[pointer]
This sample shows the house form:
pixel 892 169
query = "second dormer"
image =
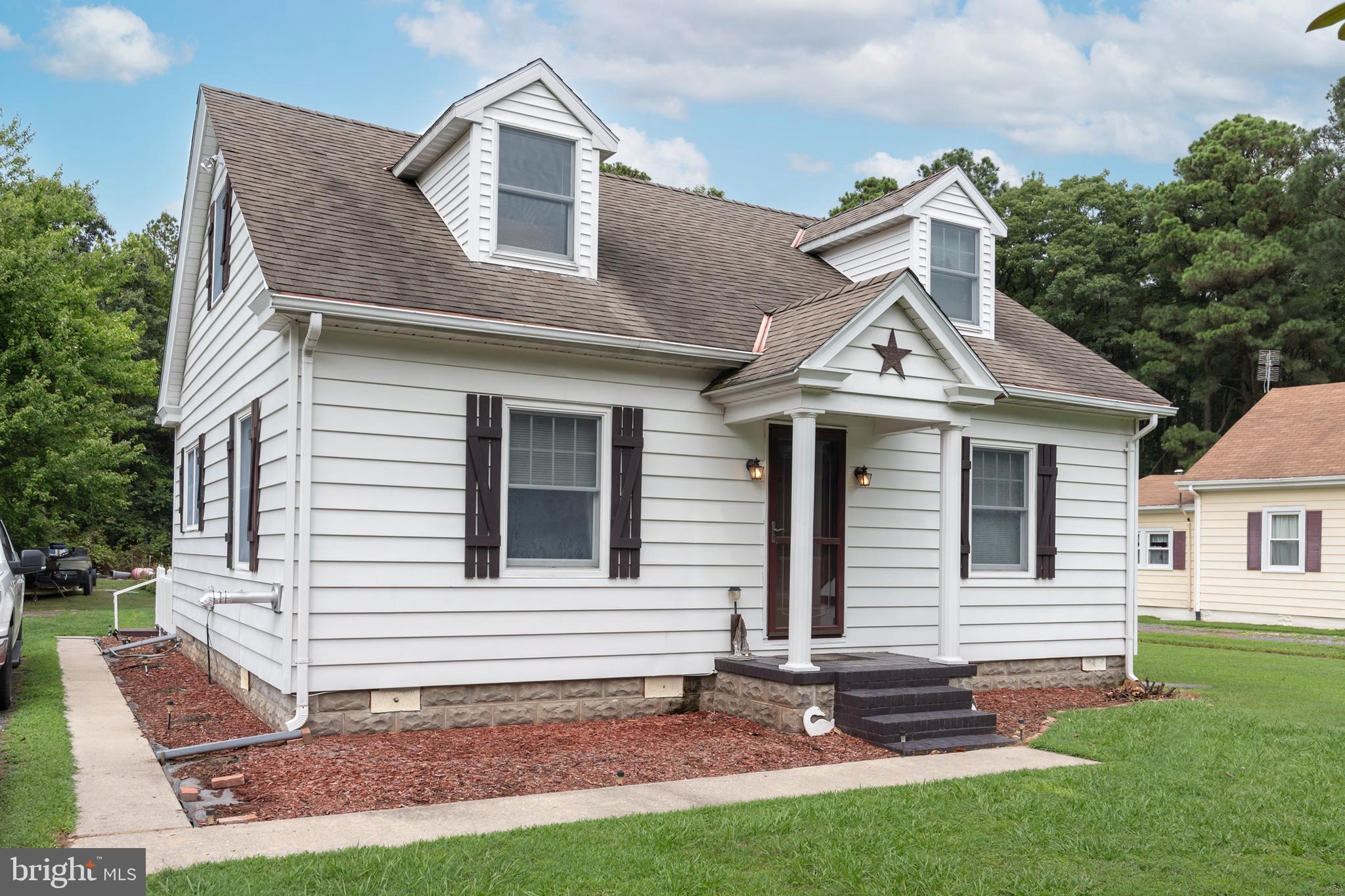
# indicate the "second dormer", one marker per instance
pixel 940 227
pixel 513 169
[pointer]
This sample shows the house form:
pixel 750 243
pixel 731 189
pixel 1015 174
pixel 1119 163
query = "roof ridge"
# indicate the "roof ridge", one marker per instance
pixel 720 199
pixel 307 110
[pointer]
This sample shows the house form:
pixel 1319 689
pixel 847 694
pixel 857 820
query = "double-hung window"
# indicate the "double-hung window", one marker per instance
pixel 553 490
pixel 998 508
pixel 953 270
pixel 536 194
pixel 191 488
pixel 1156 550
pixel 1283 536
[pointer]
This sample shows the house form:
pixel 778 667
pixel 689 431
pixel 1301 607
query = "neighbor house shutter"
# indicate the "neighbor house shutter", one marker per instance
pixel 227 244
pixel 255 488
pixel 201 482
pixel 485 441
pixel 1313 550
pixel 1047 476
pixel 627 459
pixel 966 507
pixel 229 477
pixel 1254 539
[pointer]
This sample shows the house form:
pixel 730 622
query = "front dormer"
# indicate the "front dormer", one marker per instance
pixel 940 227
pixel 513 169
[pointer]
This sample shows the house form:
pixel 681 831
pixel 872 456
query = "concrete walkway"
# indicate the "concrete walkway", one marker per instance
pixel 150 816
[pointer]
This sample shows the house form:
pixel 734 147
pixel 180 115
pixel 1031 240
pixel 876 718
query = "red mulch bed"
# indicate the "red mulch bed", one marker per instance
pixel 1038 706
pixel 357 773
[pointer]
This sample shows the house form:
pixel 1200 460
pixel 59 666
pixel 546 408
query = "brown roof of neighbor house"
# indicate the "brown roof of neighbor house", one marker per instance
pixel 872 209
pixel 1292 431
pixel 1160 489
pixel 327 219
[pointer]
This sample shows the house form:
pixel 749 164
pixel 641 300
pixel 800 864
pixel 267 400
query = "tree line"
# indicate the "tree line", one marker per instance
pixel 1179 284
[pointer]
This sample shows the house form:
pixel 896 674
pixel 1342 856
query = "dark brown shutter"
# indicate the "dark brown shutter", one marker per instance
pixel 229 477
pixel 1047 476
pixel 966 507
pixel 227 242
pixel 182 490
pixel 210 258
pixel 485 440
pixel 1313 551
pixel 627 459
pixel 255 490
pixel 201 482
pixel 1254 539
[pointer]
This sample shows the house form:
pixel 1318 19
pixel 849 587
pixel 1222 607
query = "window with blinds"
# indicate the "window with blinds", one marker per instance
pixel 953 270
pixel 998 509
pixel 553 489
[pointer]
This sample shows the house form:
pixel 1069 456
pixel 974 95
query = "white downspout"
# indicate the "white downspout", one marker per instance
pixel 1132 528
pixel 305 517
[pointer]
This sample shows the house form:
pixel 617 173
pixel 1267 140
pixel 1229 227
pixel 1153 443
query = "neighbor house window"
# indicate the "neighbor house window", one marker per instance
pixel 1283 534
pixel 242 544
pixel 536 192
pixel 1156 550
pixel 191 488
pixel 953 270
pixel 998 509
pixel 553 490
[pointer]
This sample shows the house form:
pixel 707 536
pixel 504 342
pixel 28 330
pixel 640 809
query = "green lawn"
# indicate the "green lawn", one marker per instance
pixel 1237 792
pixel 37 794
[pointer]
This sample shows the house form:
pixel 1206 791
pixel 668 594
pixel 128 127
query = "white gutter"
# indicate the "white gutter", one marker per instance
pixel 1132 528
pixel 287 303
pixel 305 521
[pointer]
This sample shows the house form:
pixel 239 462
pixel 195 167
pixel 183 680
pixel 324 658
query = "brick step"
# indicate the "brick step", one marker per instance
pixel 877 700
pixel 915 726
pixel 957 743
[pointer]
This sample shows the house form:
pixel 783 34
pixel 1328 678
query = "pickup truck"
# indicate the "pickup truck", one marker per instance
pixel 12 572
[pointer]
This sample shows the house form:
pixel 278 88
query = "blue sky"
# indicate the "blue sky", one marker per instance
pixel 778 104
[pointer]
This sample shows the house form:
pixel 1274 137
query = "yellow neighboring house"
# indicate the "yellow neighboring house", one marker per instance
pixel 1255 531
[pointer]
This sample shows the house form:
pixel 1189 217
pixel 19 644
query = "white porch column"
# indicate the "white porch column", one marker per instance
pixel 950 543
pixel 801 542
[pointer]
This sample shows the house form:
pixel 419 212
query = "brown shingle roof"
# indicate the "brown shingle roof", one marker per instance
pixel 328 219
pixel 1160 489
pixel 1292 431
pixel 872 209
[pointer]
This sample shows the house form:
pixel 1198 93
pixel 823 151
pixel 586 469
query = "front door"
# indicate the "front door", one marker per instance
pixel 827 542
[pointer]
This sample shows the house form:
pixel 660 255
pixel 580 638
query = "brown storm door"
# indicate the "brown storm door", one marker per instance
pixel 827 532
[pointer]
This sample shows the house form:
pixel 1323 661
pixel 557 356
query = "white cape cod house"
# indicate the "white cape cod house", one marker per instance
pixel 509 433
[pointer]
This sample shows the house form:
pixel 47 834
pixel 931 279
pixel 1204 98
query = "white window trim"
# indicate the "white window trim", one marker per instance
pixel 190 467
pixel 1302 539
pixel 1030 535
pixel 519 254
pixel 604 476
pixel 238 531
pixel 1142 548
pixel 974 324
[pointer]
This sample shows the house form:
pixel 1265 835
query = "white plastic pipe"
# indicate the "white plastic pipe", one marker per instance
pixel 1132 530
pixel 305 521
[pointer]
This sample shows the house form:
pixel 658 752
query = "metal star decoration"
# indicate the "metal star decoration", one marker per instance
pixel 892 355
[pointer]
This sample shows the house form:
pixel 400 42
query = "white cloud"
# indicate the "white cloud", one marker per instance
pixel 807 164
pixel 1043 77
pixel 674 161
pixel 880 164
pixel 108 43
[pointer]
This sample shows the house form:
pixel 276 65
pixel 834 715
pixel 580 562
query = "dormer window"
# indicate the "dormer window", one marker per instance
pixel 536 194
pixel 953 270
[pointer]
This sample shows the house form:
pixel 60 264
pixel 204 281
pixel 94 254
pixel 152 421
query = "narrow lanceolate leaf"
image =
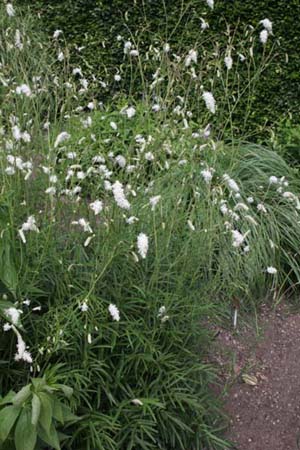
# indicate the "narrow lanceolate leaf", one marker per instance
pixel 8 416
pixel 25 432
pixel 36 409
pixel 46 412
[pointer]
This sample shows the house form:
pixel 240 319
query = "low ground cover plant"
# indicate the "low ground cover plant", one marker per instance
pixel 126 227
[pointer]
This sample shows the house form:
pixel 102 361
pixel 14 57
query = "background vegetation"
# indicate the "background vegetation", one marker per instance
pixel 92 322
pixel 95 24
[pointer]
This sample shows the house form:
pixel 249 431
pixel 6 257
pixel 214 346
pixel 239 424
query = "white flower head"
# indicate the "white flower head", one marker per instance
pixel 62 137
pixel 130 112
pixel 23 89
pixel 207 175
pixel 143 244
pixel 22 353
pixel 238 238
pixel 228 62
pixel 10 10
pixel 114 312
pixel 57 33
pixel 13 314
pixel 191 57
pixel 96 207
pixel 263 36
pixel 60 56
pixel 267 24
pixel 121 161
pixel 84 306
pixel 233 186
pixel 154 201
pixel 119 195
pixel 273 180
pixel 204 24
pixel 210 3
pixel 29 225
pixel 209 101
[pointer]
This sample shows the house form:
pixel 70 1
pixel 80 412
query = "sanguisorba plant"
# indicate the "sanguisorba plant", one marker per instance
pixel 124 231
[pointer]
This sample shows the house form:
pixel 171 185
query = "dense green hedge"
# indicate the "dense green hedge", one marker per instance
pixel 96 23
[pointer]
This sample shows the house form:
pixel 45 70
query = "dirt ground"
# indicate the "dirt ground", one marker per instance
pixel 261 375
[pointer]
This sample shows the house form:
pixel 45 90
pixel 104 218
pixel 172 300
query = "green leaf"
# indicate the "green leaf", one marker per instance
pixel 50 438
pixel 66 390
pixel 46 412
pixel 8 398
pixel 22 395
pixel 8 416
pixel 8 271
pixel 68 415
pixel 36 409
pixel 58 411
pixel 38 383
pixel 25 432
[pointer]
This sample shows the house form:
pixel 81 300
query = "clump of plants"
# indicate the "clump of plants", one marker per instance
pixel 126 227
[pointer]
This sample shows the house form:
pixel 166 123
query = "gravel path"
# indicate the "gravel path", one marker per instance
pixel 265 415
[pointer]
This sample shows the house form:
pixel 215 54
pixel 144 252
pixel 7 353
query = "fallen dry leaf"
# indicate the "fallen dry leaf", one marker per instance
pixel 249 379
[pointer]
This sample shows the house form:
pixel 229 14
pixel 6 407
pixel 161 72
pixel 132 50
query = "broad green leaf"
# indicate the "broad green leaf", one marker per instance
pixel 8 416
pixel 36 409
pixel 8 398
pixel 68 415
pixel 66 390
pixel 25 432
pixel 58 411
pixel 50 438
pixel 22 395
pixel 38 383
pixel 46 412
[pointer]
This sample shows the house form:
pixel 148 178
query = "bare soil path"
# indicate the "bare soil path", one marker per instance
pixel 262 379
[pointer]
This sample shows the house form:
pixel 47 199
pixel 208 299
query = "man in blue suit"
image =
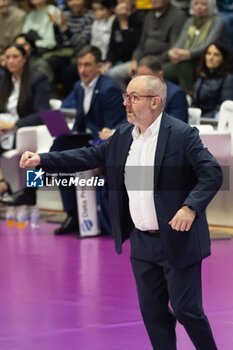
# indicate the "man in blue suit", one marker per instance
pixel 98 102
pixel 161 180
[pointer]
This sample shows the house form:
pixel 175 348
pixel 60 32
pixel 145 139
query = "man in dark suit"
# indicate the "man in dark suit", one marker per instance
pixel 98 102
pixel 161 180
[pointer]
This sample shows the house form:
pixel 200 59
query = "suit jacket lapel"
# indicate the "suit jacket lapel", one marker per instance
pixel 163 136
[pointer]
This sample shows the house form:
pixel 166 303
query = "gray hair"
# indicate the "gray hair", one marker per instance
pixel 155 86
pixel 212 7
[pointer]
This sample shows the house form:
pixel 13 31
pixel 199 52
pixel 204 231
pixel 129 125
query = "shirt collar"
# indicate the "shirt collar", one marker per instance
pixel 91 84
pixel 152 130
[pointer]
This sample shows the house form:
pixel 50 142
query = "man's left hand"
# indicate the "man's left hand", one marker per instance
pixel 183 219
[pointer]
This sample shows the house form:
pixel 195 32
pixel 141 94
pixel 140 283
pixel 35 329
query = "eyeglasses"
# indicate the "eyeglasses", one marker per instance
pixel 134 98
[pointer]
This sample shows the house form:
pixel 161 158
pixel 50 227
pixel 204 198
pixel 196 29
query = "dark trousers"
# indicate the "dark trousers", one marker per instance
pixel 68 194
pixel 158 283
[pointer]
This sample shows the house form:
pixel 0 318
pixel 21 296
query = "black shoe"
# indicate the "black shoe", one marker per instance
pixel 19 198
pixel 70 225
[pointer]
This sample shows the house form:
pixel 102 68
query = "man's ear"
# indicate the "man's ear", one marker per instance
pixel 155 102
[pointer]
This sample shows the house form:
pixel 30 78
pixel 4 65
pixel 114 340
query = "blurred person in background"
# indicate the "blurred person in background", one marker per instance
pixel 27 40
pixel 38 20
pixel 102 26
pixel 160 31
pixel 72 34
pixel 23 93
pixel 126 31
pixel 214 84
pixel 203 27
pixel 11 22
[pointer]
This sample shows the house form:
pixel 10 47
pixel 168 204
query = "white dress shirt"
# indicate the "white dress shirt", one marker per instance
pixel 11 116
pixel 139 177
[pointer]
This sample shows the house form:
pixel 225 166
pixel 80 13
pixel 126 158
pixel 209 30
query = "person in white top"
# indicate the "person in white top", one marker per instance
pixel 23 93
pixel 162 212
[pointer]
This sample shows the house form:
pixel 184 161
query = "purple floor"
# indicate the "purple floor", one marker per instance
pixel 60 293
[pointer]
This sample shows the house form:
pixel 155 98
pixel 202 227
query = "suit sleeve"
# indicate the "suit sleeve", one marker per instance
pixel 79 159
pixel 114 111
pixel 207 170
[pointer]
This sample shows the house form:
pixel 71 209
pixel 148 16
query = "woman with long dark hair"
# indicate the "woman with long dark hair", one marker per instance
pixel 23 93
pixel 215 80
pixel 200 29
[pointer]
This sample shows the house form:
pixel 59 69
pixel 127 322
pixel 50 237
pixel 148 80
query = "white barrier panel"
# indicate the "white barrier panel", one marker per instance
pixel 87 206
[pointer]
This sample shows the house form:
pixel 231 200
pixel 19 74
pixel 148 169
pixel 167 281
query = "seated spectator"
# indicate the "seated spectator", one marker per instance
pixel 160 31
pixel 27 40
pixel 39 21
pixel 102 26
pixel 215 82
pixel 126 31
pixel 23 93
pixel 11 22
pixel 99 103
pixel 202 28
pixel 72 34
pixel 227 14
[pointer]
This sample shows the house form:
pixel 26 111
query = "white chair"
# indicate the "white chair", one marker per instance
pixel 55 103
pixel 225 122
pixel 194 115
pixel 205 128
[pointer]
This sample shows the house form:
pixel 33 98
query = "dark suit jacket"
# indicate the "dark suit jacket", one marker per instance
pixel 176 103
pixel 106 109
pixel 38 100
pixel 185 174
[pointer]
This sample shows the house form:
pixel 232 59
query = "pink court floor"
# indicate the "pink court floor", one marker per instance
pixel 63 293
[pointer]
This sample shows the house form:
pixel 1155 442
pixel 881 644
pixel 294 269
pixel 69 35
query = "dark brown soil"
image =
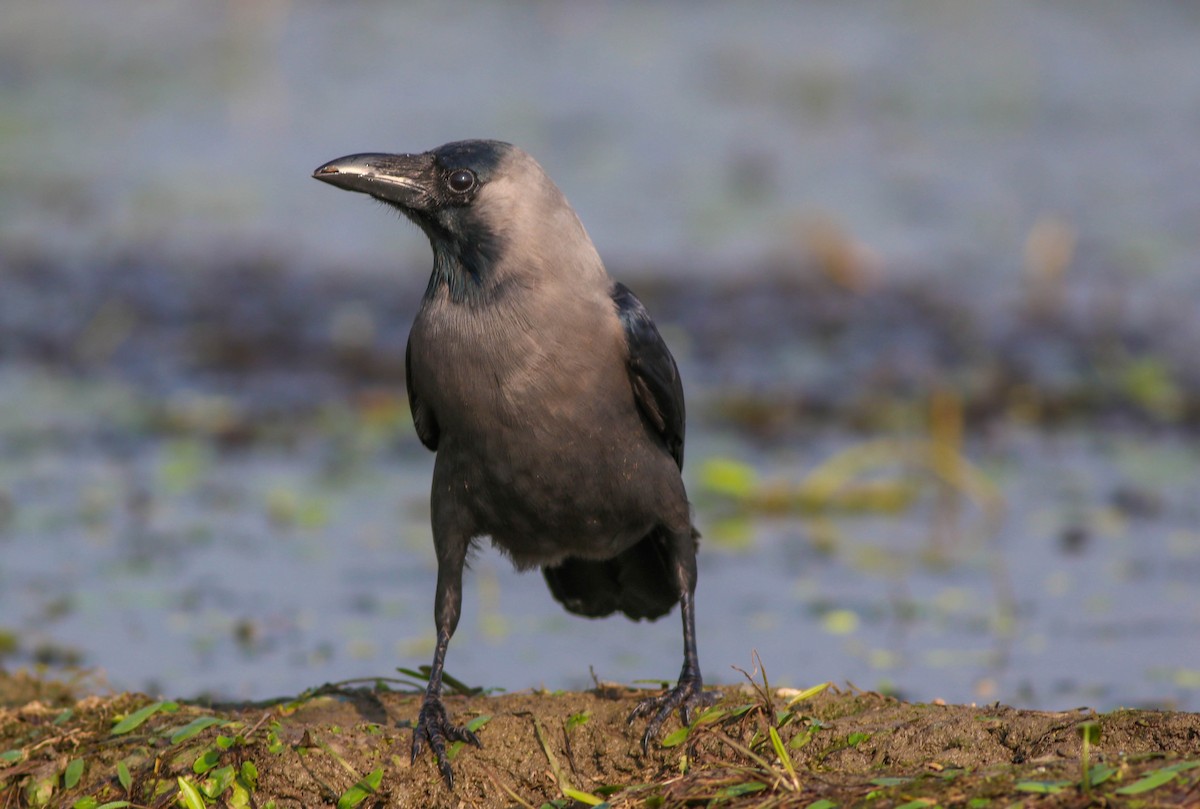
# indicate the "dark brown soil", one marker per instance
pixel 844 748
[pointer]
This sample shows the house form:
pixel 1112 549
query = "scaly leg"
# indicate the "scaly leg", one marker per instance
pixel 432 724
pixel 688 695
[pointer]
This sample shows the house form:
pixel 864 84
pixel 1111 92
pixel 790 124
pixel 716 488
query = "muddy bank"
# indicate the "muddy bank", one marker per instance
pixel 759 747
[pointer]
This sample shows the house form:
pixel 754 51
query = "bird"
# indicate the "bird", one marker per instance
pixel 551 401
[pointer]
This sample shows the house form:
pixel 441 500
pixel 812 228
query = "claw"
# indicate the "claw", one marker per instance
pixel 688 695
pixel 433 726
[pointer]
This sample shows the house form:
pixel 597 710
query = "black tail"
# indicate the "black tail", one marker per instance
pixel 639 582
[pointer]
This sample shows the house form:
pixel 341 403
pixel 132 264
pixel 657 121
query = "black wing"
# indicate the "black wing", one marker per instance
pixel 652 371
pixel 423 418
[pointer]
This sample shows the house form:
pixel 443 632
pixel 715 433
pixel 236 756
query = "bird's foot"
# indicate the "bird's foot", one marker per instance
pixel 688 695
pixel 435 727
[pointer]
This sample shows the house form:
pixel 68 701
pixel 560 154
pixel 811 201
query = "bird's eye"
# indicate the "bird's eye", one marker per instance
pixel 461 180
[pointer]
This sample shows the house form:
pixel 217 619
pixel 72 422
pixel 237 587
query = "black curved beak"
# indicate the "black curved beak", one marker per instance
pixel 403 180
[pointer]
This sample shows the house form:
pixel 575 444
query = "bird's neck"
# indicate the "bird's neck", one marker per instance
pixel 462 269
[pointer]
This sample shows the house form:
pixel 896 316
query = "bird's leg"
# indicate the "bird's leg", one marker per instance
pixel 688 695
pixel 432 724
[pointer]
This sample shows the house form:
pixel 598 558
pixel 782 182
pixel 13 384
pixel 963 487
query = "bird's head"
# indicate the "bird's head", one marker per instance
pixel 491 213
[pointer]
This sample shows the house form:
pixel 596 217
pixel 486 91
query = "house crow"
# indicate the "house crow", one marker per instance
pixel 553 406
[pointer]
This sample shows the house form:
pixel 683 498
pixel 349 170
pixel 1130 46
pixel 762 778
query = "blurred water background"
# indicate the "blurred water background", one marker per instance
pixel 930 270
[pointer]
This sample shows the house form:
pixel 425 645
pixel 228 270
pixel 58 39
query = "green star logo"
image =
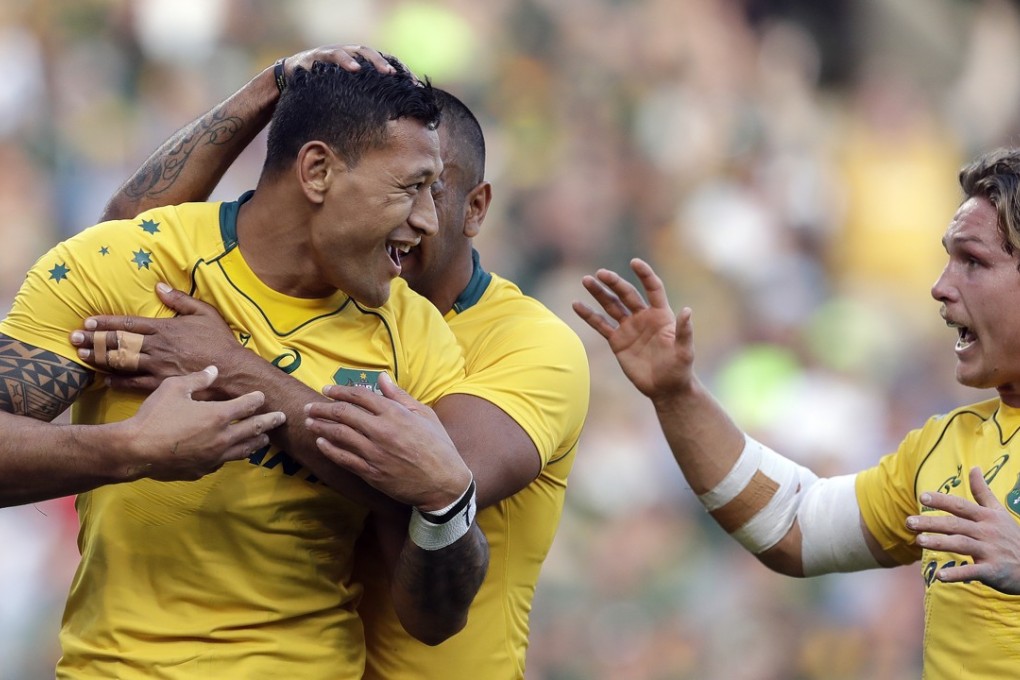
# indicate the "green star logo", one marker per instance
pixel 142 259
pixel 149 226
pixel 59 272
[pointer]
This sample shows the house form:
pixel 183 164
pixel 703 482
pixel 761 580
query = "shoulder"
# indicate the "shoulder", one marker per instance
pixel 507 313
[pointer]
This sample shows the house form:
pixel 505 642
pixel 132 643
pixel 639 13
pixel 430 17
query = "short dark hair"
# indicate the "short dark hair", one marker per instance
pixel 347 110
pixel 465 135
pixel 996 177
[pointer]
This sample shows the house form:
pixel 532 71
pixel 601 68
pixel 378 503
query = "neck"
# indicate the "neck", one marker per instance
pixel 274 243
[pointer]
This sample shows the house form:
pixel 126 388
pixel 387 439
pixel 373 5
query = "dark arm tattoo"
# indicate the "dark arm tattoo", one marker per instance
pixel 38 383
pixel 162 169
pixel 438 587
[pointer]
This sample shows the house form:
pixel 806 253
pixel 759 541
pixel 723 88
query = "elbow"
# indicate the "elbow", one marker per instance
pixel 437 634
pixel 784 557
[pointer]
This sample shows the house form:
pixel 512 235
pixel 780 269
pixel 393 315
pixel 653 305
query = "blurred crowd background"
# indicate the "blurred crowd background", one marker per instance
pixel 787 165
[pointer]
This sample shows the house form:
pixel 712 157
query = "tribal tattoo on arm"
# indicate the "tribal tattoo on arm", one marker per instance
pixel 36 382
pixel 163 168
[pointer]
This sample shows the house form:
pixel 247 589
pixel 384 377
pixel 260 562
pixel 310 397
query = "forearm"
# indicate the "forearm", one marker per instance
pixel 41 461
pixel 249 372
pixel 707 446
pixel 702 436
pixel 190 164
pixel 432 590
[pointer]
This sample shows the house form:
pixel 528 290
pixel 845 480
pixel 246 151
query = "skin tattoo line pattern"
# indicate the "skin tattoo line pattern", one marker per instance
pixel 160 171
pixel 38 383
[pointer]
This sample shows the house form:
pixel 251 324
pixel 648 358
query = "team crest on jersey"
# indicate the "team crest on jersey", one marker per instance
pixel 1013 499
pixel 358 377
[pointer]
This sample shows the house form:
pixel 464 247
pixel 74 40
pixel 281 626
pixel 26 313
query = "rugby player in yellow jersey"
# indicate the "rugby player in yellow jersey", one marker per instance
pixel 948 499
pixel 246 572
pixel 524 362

What the exercise asks — Return only the lines from the start of the data through the line that contains "pixel 1319 689", please, copying them exactly and omitting all pictures.

Expected answer —
[pointer]
This sample shows the house form:
pixel 892 169
query = "second dormer"
image =
# indicate the "second dormer", one marker per instance
pixel 940 227
pixel 513 169
[pointer]
This sample shows the house form:
pixel 750 243
pixel 731 189
pixel 1015 174
pixel 1119 163
query = "roof ridge"
# indicate the "roof ridge", one marker per instance
pixel 720 199
pixel 307 110
[pointer]
This sample shows the house form:
pixel 1319 689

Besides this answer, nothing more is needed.